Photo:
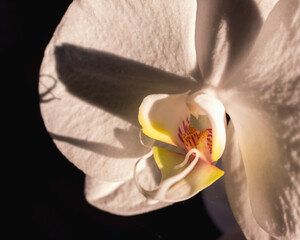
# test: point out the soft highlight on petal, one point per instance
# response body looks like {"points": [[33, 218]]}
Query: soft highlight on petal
{"points": [[100, 63], [162, 116], [181, 181], [210, 105]]}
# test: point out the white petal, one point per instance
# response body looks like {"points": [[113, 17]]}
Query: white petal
{"points": [[264, 105], [206, 102], [225, 33], [123, 198], [103, 59], [236, 188]]}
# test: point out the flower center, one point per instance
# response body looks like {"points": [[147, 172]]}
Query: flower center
{"points": [[194, 138]]}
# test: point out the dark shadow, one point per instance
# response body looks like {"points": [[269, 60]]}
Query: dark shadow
{"points": [[126, 138], [113, 83], [243, 25]]}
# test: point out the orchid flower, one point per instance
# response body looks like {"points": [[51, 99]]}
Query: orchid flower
{"points": [[113, 68]]}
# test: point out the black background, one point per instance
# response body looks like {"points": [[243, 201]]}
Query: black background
{"points": [[43, 190]]}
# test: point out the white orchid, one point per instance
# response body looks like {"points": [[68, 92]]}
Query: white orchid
{"points": [[110, 61]]}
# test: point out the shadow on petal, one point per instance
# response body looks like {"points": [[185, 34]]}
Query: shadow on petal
{"points": [[126, 138], [113, 83]]}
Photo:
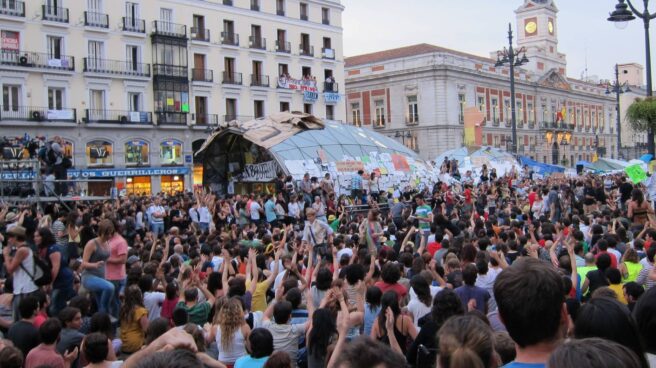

——————————

Exercise:
Go through the data and show each line that holds "like".

Result of the task:
# response body looks like {"points": [[33, 218]]}
# response body looks like {"points": [[113, 17]]}
# response body looks like {"points": [[147, 172]]}
# response body looks like {"points": [[269, 60]]}
# response body looks like {"points": [[51, 99]]}
# response body looks like {"points": [[243, 201]]}
# response body looks like {"points": [[68, 92]]}
# response body looks like {"points": [[185, 34]]}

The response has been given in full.